- **Instruction**
Locate each line in the items below that contains the string "Target", treating uppercase and lowercase as distinct, and copy every such line.

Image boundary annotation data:

☆ ☆ ☆ ☆ ☆

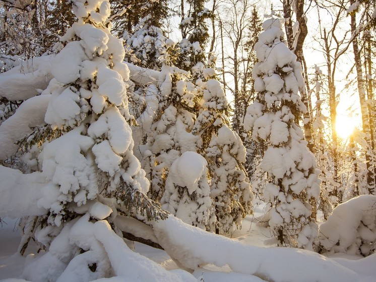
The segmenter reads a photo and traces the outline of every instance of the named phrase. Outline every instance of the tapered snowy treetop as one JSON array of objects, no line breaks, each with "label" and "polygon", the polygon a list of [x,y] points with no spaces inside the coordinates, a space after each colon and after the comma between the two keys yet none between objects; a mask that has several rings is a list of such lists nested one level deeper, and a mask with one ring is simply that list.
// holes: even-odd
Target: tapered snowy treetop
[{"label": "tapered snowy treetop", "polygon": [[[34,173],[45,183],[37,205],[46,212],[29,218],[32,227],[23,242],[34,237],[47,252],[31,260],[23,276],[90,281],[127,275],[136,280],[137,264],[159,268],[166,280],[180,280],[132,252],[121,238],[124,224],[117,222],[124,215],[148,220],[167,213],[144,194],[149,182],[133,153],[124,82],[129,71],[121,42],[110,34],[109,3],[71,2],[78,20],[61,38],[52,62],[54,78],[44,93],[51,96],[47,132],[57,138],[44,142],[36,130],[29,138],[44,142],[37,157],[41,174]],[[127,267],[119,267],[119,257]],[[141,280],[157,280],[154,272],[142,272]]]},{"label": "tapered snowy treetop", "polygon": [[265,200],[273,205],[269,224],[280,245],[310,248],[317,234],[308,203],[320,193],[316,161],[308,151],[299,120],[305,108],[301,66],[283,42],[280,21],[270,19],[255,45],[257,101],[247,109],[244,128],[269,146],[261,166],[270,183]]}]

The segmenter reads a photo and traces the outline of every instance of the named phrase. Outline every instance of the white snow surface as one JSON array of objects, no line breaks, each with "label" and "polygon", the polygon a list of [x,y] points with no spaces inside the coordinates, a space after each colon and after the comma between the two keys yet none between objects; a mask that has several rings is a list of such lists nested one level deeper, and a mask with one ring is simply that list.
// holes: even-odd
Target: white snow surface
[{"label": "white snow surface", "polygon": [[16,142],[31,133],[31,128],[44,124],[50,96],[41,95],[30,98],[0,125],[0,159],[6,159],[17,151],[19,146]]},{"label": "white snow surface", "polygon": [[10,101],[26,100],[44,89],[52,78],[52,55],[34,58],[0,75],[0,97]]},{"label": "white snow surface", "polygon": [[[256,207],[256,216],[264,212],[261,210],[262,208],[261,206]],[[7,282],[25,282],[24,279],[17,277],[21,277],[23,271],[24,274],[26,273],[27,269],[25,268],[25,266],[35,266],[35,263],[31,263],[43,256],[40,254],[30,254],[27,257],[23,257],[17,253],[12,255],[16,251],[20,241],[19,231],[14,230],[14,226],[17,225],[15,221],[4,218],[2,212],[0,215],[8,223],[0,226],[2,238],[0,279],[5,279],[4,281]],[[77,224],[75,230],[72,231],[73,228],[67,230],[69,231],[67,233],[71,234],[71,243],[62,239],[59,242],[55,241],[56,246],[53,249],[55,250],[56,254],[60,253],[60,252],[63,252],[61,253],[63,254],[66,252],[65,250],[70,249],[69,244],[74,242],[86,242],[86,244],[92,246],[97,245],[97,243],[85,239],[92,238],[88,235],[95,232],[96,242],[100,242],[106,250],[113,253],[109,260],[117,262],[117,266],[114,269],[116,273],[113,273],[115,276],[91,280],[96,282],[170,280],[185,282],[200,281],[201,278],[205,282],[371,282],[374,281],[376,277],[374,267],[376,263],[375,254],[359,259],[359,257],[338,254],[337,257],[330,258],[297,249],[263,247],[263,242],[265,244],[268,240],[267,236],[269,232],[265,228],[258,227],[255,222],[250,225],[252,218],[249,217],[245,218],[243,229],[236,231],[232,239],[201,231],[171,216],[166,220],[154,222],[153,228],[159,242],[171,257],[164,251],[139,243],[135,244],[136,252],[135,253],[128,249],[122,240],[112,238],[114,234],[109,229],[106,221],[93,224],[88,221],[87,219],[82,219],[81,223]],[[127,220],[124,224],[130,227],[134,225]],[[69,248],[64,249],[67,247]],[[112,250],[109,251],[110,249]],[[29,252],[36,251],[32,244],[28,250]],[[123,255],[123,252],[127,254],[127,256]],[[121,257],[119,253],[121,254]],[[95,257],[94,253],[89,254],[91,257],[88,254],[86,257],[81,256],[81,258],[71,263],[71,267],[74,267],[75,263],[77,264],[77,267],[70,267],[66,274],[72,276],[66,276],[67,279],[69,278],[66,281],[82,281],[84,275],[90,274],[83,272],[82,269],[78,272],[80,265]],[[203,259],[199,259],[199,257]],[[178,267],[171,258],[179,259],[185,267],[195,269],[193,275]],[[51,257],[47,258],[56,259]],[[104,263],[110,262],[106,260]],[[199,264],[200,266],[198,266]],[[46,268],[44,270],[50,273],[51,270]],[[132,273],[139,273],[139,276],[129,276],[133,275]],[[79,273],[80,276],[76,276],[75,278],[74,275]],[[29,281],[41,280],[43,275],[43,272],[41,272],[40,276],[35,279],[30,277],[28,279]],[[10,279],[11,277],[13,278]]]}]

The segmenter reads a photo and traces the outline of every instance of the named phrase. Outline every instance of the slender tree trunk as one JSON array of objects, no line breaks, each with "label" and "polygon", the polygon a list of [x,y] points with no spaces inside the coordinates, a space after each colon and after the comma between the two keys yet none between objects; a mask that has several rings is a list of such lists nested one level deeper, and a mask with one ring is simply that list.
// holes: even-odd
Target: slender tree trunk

☆ ☆ ☆ ☆ ☆

- **Solution for this task**
Target: tapered snowy treetop
Target: white snow surface
Target: slender tree trunk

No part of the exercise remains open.